Return the records below from the line containing "Target: aircraft nose" onward, exactly, through and including the last line.

═══ DATA EXCERPTS

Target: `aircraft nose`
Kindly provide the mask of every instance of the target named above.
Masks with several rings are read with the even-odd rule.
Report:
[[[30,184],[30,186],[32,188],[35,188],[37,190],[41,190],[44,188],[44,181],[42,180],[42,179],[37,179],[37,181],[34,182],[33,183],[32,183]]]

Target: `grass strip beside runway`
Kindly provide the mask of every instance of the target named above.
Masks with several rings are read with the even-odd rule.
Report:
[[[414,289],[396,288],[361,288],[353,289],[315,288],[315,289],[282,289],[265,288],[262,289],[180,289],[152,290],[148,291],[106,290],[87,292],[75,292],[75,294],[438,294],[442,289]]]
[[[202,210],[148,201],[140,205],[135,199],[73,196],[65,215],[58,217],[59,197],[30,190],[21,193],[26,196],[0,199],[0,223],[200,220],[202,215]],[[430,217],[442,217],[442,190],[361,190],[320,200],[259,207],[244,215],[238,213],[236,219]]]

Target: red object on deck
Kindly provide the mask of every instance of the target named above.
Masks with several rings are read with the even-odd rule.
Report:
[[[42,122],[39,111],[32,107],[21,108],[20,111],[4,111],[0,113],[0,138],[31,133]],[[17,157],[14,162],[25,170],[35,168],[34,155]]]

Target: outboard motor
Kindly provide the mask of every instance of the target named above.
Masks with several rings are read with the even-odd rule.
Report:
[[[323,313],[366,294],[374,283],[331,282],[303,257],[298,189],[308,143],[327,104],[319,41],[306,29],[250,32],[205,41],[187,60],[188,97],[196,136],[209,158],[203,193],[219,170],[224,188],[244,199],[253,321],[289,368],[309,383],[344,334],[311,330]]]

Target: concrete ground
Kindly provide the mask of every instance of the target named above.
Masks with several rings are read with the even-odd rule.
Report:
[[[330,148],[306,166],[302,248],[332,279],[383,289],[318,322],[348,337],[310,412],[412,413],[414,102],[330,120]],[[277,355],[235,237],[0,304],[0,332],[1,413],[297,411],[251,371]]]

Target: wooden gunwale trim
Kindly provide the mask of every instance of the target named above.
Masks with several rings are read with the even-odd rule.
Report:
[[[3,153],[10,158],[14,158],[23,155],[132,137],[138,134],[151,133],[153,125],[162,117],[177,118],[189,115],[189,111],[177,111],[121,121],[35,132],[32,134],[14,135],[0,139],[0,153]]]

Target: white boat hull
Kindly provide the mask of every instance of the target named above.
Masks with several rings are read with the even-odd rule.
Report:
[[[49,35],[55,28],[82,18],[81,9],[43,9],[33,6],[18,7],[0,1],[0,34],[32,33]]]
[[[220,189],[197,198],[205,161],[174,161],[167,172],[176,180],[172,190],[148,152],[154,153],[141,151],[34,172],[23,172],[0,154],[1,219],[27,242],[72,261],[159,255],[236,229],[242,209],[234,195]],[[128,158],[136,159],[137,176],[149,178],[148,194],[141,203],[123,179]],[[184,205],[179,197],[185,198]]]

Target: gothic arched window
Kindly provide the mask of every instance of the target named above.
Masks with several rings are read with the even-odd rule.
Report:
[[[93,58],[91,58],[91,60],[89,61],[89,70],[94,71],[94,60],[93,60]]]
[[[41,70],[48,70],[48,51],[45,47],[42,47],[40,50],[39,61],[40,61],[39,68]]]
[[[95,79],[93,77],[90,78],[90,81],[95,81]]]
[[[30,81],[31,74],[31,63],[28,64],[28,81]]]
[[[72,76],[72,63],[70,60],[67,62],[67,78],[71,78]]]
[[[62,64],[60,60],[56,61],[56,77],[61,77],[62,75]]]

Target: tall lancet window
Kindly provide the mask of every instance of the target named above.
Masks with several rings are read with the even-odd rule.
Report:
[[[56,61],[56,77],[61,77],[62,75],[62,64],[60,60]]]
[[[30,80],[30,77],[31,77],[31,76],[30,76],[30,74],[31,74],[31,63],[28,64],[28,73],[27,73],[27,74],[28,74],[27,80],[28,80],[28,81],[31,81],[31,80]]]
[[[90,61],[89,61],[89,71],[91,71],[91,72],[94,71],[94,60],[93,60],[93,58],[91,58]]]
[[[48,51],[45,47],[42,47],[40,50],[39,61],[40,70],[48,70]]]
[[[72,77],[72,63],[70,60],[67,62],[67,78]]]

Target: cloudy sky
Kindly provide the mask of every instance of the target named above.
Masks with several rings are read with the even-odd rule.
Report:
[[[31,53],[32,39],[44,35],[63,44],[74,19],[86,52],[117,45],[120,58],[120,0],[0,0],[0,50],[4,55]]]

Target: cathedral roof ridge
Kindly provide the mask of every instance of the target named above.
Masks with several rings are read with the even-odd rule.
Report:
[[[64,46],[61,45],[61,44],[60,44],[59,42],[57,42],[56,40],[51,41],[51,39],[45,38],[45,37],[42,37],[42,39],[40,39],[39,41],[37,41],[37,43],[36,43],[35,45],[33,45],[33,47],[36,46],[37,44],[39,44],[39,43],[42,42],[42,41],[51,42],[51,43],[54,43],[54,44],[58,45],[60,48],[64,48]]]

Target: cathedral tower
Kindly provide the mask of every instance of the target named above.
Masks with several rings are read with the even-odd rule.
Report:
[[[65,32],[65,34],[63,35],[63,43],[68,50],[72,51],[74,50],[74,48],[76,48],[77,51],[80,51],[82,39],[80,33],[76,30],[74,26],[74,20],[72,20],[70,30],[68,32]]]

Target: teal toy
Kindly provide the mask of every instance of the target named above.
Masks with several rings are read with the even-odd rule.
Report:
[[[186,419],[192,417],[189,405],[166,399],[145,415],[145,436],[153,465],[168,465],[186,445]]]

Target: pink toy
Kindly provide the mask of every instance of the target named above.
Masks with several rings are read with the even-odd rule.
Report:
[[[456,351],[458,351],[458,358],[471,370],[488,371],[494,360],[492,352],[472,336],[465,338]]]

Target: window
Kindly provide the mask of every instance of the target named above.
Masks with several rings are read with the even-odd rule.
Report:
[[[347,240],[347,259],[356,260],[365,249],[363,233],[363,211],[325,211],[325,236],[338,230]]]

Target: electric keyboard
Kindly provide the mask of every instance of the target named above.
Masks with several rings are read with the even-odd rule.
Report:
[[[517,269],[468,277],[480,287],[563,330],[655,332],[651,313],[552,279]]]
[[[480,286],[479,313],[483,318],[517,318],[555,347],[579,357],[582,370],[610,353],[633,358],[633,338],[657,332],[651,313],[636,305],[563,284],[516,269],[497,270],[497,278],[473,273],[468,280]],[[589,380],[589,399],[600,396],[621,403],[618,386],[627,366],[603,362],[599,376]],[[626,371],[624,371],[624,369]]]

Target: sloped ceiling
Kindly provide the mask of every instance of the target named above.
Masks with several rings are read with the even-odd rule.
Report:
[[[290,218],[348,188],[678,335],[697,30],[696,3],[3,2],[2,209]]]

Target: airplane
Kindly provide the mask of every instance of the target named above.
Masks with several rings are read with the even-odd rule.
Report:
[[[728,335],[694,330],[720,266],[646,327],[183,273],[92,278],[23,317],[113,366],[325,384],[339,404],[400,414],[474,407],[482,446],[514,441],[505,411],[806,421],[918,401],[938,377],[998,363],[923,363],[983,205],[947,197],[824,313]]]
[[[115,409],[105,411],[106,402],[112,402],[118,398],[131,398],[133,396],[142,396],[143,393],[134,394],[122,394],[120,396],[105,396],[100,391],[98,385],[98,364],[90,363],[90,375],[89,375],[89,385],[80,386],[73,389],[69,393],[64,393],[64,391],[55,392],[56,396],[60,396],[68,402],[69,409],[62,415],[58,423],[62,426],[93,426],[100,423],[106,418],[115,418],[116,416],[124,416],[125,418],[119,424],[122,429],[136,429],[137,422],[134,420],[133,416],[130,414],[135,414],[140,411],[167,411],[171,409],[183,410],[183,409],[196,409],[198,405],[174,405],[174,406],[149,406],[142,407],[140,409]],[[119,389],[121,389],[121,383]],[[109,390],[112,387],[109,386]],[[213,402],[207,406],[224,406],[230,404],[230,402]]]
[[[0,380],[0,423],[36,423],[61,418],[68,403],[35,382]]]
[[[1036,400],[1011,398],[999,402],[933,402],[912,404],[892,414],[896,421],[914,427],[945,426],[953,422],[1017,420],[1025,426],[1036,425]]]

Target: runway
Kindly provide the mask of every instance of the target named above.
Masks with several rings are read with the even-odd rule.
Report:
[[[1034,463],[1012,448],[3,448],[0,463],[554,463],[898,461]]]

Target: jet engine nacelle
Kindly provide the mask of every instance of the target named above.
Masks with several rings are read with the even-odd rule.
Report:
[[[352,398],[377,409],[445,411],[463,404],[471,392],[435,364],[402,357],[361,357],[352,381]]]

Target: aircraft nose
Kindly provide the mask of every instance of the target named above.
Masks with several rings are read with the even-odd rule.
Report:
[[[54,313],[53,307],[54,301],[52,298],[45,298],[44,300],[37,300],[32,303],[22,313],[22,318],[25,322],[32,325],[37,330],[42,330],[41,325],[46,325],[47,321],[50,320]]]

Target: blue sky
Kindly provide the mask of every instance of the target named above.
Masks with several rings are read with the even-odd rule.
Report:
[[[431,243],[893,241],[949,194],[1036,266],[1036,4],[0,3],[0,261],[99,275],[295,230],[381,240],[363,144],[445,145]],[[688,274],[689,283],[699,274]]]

══════

#### SOLUTION BELOW:
Target: aircraft nose
Kindly provide the mask of every instance of the target named above.
Masks with several rings are read with the even-odd rule.
Report:
[[[54,313],[53,307],[54,301],[52,298],[45,298],[44,300],[37,300],[32,303],[22,313],[22,318],[25,322],[32,325],[37,330],[42,330],[41,325],[46,325],[47,321],[50,320]]]

Target: blue sky
Kindly provide the mask of every instance of the target named above.
Masks with several rings are read with the even-odd rule.
Report:
[[[431,243],[893,241],[949,194],[1036,266],[1036,4],[0,3],[0,261],[99,275],[295,230],[381,240],[363,144],[445,145]],[[688,274],[689,283],[699,274]]]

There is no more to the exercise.